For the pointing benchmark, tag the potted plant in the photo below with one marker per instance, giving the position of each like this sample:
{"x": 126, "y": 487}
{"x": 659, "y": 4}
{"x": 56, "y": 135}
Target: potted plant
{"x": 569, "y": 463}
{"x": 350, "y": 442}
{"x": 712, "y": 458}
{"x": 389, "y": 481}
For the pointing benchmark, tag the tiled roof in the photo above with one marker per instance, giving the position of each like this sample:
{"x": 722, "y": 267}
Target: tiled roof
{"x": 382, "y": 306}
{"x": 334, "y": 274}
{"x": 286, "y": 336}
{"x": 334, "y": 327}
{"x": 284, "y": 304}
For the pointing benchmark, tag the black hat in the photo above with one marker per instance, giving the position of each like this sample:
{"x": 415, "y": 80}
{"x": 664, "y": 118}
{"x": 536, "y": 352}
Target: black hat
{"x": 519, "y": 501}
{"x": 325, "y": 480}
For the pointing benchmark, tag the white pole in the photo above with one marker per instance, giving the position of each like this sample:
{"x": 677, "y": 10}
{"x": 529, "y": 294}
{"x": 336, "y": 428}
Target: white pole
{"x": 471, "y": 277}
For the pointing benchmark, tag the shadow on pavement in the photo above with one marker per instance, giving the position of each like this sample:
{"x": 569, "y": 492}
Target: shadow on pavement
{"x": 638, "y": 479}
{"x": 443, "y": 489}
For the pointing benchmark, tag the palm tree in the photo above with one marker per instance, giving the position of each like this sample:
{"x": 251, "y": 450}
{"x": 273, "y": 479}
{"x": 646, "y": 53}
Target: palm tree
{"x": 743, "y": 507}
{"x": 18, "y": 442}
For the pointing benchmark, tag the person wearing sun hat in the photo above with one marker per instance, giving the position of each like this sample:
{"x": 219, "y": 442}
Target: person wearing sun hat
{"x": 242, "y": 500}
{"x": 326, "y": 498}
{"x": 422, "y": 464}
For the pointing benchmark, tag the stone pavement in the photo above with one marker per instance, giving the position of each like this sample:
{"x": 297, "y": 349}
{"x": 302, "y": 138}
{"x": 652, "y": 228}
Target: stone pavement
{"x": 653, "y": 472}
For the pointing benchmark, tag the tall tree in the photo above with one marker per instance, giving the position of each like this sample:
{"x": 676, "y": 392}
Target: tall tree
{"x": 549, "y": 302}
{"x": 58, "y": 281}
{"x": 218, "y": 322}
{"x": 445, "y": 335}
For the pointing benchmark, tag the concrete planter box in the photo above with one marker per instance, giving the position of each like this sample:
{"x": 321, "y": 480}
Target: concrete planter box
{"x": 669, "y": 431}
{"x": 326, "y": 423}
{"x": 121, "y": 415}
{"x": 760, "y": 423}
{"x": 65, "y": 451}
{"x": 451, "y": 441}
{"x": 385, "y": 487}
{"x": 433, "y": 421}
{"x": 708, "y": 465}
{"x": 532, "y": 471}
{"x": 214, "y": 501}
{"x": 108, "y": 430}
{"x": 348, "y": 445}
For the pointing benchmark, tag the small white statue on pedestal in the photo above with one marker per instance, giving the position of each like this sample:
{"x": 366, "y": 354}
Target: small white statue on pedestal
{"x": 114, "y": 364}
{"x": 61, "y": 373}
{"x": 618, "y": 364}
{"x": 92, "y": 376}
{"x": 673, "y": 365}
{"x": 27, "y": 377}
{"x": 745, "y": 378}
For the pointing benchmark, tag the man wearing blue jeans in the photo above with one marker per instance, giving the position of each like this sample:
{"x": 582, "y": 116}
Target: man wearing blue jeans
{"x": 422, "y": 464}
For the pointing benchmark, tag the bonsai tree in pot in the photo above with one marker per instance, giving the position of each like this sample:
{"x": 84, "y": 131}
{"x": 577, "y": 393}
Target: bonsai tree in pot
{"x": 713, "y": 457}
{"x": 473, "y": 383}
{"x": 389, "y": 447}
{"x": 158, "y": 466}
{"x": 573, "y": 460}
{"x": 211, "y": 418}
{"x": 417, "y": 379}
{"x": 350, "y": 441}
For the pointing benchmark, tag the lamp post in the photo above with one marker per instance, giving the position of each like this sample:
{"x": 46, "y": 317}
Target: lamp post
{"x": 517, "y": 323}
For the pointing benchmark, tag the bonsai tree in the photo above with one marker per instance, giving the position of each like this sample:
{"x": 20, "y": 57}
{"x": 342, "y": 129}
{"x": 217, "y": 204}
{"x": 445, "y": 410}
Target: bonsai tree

(To be done): Give back exactly the lines from the one containing "For the pointing benchmark, tag the bonsai tree in pot" to the end of the material, both ends included.

(Answer for the task):
For the pointing benchmark, tag the bonsai tree in pot in the photo above with one marker per instance, giving the position of each like this sample:
{"x": 84, "y": 131}
{"x": 577, "y": 393}
Target: bonsai tree in pot
{"x": 713, "y": 457}
{"x": 473, "y": 383}
{"x": 389, "y": 447}
{"x": 158, "y": 466}
{"x": 573, "y": 460}
{"x": 211, "y": 418}
{"x": 417, "y": 379}
{"x": 350, "y": 441}
For the pointing benchmark, tag the lamp post in the photo above with one marker per instance, giving the position of each like this sample:
{"x": 46, "y": 317}
Target: lamp post
{"x": 517, "y": 323}
For the pointing benchmark, tag the bonsai tree in the photo above with one marker per instance, giving the position of each like this sample:
{"x": 20, "y": 57}
{"x": 342, "y": 129}
{"x": 217, "y": 204}
{"x": 445, "y": 410}
Target: bonsai tree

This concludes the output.